▸ **Problem to work on**: Can you lay out the records below as a two-column CSV with the headers input and output, one row per record, with each record's text and its answer in one quoted field and line breaks turned into spaces?

START Data listing

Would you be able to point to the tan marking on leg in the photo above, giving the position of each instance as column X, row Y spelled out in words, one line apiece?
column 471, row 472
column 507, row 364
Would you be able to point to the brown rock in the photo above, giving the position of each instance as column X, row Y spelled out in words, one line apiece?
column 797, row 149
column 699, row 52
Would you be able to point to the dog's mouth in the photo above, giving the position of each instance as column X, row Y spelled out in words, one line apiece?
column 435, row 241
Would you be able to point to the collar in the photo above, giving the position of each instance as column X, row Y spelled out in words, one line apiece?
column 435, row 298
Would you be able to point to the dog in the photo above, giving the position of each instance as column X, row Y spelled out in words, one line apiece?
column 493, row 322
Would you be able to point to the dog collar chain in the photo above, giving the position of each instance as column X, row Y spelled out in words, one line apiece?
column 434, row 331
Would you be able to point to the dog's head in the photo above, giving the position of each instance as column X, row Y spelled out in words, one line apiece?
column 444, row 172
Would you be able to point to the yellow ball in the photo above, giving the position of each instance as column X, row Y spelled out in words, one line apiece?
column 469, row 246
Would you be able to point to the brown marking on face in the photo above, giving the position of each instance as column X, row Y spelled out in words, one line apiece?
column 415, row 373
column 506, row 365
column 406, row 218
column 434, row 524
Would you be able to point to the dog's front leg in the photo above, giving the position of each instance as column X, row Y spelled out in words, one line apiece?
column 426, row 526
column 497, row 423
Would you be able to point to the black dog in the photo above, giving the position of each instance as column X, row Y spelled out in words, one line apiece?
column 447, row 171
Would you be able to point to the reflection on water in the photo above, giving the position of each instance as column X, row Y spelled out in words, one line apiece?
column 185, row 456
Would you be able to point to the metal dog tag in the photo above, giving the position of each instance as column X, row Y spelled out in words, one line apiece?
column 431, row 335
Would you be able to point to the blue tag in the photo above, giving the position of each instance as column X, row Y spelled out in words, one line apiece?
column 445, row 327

END Data listing

▸ **Final result**:
input,output
"Would you be able to point to the tan marking on leg in the photo above, giving the position of each instance as column X, row Y spelled out in words, one line apiece?","column 471, row 472 column 507, row 364"
"Would you be able to point to the brown rock in the photo above, giving the position of each instance as column X, row Y spelled out in words, one line apiece?","column 797, row 149 column 699, row 52"
"Would you be able to point to the dog's mouth in the photo above, giving the position of each instance as column X, row Y spelled out in words, one line apiece?","column 435, row 241"
"Would you be able to point to the collar in the photo above, giving the position of each instance as column X, row Y spelled out in words, one line apiece?","column 435, row 298"
"Would you be able to point to the dog in the photo above, giving the position of each instance as column X, row Y spelled out in words, one line apiece?","column 493, row 322"
"Would you be able to point to the dog collar chain in the photo above, giving the position of each instance as column X, row Y spelled out in words, one line apiece?","column 434, row 331"
"Would you be able to point to the dog's head in the photo above, giving the position of each instance as column X, row Y spelled out in words, one line apiece?","column 444, row 172"
"Would you be able to point to the yellow ball in the photo above, giving the position of each instance as column X, row Y spelled out in words, one line apiece?","column 469, row 246"
"Would you be able to point to the brown marking on face in the photo above, giving the position of each instance as column X, row Y spelled out in words, one line apiece?","column 415, row 373 column 506, row 365 column 406, row 218 column 434, row 524"
"Would you be able to point to the dog's front leg in the photo above, giving the position of each instance as column X, row Y spelled out in words, one line apiece?","column 426, row 526 column 497, row 423"
"Would you be able to point to the black dog in the photo above, giving the position of each instance as column X, row Y spelled out in words, one line apiece?","column 447, row 171"
"Would you be able to point to the reflection on water in the photo above, giving the position of each instance as column X, row Y spelled out in words, one line apiece?","column 185, row 456"
"Would you be able to point to the metal dog tag in the photo above, giving the position of each instance as column X, row Y spelled out in words, one line apiece?","column 431, row 335"
"Would you be able to point to the blue tag in the photo above, giving the position of each instance as column X, row Y spelled out in words, one line apiece?","column 445, row 327"